### What you need to do:
In the copy you make, include no pictures, and transcribe every record exactly.

-- Material provided follows --

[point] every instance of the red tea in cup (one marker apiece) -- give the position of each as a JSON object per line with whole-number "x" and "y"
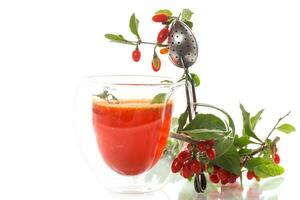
{"x": 132, "y": 134}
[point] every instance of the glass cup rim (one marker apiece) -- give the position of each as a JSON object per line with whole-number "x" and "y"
{"x": 100, "y": 79}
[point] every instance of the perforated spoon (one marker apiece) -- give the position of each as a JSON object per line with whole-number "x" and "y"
{"x": 183, "y": 53}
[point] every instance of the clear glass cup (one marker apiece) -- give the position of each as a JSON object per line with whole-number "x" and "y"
{"x": 123, "y": 133}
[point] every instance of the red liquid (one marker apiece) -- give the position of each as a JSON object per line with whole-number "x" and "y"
{"x": 131, "y": 135}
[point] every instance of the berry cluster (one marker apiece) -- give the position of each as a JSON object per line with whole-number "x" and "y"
{"x": 187, "y": 163}
{"x": 221, "y": 175}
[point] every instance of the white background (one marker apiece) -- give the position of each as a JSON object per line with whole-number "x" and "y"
{"x": 249, "y": 53}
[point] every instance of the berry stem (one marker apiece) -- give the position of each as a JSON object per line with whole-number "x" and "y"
{"x": 264, "y": 146}
{"x": 183, "y": 138}
{"x": 279, "y": 120}
{"x": 151, "y": 43}
{"x": 260, "y": 149}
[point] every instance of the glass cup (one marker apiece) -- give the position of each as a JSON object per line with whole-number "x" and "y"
{"x": 123, "y": 123}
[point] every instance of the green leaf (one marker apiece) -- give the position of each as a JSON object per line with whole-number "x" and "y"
{"x": 254, "y": 162}
{"x": 174, "y": 124}
{"x": 166, "y": 82}
{"x": 223, "y": 145}
{"x": 269, "y": 170}
{"x": 241, "y": 141}
{"x": 160, "y": 98}
{"x": 247, "y": 130}
{"x": 256, "y": 118}
{"x": 164, "y": 11}
{"x": 134, "y": 25}
{"x": 189, "y": 24}
{"x": 186, "y": 14}
{"x": 206, "y": 134}
{"x": 286, "y": 128}
{"x": 243, "y": 152}
{"x": 182, "y": 120}
{"x": 196, "y": 79}
{"x": 206, "y": 121}
{"x": 103, "y": 95}
{"x": 267, "y": 153}
{"x": 229, "y": 161}
{"x": 117, "y": 38}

-- Material provided concluded --

### Task response:
[point] every instance of the red tea in cup (one marker apiece) -- give the position of each as a JSON object per line with whole-number "x" and "y"
{"x": 132, "y": 134}
[point] every instance of the glass cup rim (one marker apiece) -- give the position of each as a JSON object per line with whole-number "x" and "y"
{"x": 100, "y": 79}
[point] every instance of the perforated spoon (one marker apiece) -- give the position of each as a JSON object per line with whole-number "x" and "y"
{"x": 183, "y": 53}
[point] every instance of the clear glass cup (one marker apiece) -- give the position of each as a JSON object per line with whole-number "x" and "y"
{"x": 123, "y": 133}
[point] every instance of the red liquid (one marker apiece) -- give the position of each as a JSON object per line with whole-number "x" and "y"
{"x": 131, "y": 135}
[point] every instance of the berry cluster (one marker apiece) -- give the position of each as a JSON object per line with whole-number "x" and "y"
{"x": 187, "y": 163}
{"x": 221, "y": 175}
[point] every instance of the white background (one marker apiece) -- give the position of each as a JSON object per line with whole-number "x" and "y"
{"x": 249, "y": 53}
[point] every instance of the berry stem (one marker apiece) -- give the position of each as a JSON object per line with whole-number "x" and "y"
{"x": 264, "y": 146}
{"x": 183, "y": 138}
{"x": 279, "y": 120}
{"x": 151, "y": 43}
{"x": 260, "y": 149}
[point] every instance of the glass cup (one marker apiece) -- give the position of each as a JSON object per line with whole-number "x" and "y"
{"x": 123, "y": 123}
[point] every instance of the green leaf (one marker apiece) -- give the position of each as a JSON object per line with whole-number "x" and "y"
{"x": 254, "y": 162}
{"x": 174, "y": 124}
{"x": 166, "y": 82}
{"x": 223, "y": 145}
{"x": 269, "y": 170}
{"x": 241, "y": 141}
{"x": 160, "y": 98}
{"x": 247, "y": 130}
{"x": 256, "y": 118}
{"x": 164, "y": 11}
{"x": 134, "y": 25}
{"x": 189, "y": 24}
{"x": 186, "y": 14}
{"x": 206, "y": 134}
{"x": 286, "y": 128}
{"x": 243, "y": 152}
{"x": 182, "y": 120}
{"x": 196, "y": 79}
{"x": 206, "y": 121}
{"x": 103, "y": 95}
{"x": 267, "y": 153}
{"x": 229, "y": 161}
{"x": 117, "y": 38}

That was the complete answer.